_Selection_
COMMON STOCK SUBSCRIPTION AGREEMENT

Contract Categories: Business Finance - Stock Agreements
EX-4.1 2 v020802_ex4-1.htm

COMMON STOCK SUBSCRIPTION AGREEMENT

The undersigned hereby subscribes for ______________ shares of common stock (the “Shares”) of Itec Environmental Group, Inc., a Delaware corporation (the “Company”).

The undersigned is aware that the Shares have not been registered under the Securities Act of 1933, as amended (the “Securities Act”), or any state securities laws, in reliance on exemptions from such registration. The undersigned understands that reliance by the Company on such exemptions is predicated in part upon the truth and accuracy of the statements made by the undersigned in this Common Stock Subscription Agreement.

The undersigned hereby represents and warrants that the undersigned:

(i)  either alone or with the assistance of the undersigned’s professional advisors, has such knowledge and experience in financial and business matters that the undersigned is capable of evaluating the merits and risks of the undersigned’s purchase of the Shares;

(ii)  has sufficient financial resources to be able to bear the risk of the undersigned’s investment in the Shares;

(iii)  has either spoken or met with, or been given reasonable opportunity to speak with or meet with, representatives of the Company for the purpose of asking questions of, and receiving answers and information from, such representatives concerning the undersigned’s investment in the Shares; and

(iv)  is an accredited investor as that term is defined in the Securities Act.

_Raw records_
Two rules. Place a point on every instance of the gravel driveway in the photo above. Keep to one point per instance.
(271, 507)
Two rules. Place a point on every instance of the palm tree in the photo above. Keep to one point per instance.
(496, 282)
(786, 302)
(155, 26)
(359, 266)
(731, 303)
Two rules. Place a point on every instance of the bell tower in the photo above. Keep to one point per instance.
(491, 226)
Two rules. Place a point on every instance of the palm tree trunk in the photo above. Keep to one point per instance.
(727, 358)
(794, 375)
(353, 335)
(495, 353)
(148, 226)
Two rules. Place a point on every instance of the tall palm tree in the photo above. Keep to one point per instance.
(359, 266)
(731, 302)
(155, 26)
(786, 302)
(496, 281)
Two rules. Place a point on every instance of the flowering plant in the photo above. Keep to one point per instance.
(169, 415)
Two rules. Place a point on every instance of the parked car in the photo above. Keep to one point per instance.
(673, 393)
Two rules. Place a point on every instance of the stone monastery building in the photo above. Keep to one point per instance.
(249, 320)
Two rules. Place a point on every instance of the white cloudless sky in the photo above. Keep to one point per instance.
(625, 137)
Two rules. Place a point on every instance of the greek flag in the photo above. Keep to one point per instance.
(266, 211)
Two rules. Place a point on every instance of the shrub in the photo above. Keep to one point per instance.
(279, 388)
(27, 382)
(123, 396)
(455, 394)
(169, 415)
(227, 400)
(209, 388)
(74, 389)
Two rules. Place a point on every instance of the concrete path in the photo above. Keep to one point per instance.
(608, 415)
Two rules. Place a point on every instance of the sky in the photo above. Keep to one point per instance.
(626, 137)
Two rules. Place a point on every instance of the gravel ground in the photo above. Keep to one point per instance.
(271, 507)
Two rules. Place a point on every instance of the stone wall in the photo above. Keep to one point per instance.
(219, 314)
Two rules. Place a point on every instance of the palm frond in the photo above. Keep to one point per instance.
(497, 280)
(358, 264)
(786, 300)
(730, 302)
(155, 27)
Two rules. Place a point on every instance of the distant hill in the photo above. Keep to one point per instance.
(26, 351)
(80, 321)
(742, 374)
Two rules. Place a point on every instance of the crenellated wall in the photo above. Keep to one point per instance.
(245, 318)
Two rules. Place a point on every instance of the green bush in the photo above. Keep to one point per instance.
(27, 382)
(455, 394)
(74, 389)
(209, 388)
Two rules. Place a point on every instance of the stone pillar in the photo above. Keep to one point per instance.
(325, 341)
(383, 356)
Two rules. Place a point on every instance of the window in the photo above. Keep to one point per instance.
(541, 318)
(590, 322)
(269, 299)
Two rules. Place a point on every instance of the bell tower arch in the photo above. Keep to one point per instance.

_Exercise details_
Continue the common stock subscription agreement above, picking up right after clause (iv) on accredited investors.

_The answer_
The undersigned hereby represents and warrants that the undersigned is purchasing the Shares for the undersigned’s own account for investment purposes and not with a view toward the sale or distribution of all or any part of the Shares. No one other than the undersigned has any beneficial interest in the Shares, except as provided by applicable community property laws.

The undersigned understands that because the Shares have not been registered under the Securities Act, (i) the Shares have the status of securities acquired in a transaction under Section 4(2) of the Securities Act; and (ii) the Shares cannot be sold unless the Shares are subsequently registered or an exemption from registration is available.

The undersigned agrees that the undersigned will in no event sell or distribute all or any part of the Shares unless (i) there is an effective registration statement under the Securities Act and applicable state securities laws covering any such transaction involving the Shares, or (ii) the Company receives an opinion of the undersigned’s legal counsel, in form acceptable to the Company, stating that such transaction is exempt from registration, or (iii) the Company otherwise satisfies itself that such transaction is exempt from registration.

 
 

 
The Company hereby agrees that if the Company proposes to register any of its securities under the Securities Act (other than pursuant to a Form S-4, Form S-8 or any other successor form of limited purpose), it will give written notice by registered mail at least thirty (30) business days prior to the filing of each such registration statement to the undersigned of its intention to do so. If the undersigned notifies the Company within twenty (20) business days after receipt of any such notice of its desire to include any of the Shares in such proposed registration statement, the Company shall afford the undersigned the opportunity to have any such amount of the Shares registered under such registration statement; provided, further, that common stock underlying the Agent’s Warrant (as that term is defined in the BMCI Agreement) shall have the same registrations rights as the Shares pursuant to this Common Stock Subscription Agreement.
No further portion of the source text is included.